### WORKING DATA
^^^^^^^^

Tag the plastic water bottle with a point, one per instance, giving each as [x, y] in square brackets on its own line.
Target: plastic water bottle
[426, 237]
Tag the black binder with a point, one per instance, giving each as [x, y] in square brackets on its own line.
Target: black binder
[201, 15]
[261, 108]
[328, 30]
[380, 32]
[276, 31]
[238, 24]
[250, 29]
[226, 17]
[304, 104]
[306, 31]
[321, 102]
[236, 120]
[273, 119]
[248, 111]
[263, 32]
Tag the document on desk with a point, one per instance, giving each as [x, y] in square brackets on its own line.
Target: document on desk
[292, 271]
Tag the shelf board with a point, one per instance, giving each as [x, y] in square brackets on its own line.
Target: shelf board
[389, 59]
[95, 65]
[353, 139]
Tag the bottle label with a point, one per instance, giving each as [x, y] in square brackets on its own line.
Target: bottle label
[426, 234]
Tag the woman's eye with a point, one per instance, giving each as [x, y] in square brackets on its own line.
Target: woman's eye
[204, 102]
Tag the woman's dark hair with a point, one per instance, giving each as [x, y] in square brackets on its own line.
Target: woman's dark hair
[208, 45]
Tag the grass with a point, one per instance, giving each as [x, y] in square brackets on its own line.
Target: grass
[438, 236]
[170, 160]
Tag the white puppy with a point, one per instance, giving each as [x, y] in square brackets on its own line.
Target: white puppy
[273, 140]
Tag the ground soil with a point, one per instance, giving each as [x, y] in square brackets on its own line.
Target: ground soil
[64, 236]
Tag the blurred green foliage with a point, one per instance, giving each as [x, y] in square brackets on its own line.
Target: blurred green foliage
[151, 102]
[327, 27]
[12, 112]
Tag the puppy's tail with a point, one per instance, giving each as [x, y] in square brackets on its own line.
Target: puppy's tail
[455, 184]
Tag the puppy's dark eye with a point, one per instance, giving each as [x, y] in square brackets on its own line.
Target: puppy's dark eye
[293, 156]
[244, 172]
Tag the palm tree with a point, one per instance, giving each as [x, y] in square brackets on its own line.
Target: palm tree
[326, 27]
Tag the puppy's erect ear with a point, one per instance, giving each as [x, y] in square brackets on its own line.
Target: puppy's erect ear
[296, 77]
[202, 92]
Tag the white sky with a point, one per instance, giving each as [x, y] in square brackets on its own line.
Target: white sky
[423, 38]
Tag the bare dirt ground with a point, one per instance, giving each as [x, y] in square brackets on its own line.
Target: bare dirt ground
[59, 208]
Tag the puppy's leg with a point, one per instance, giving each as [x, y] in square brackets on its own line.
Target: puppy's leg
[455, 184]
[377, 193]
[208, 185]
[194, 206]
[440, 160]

^^^^^^^^

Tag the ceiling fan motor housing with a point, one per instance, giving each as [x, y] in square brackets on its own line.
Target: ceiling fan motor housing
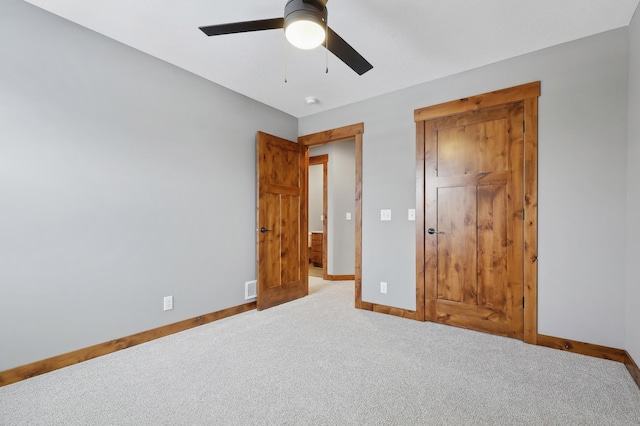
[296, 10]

^^^^^^^^

### WHAT YOU ARE ASKED TO DO
In the entries above, one line contains "Tag the palm" and another contains "Tag the puppy's leg". Reproduce exactly those two lines and the lines between them, nothing else.

### EXERCISE ANSWER
Tag the palm tree with a point, one per instance, giving each as [x, y] in square brackets on its own line.
Target: palm tree
[326, 27]
Tag the puppy's erect ear with a point, one per instance, giving each as [x, y] in square brackets on its own line.
Target: puppy's erect ear
[296, 77]
[202, 92]
Tag the white sky with a point, one per instance, giving each as [x, y] in square brackets on its own line.
Target: white sky
[423, 38]
Tag the bare dirt ground with a point, one per instance, giving each as [x, y] in square brackets on its own line.
Target: bare dirt ground
[59, 208]
Tag the puppy's leg with a point, one per instance, giving each as [x, y] in square brackets on its own line.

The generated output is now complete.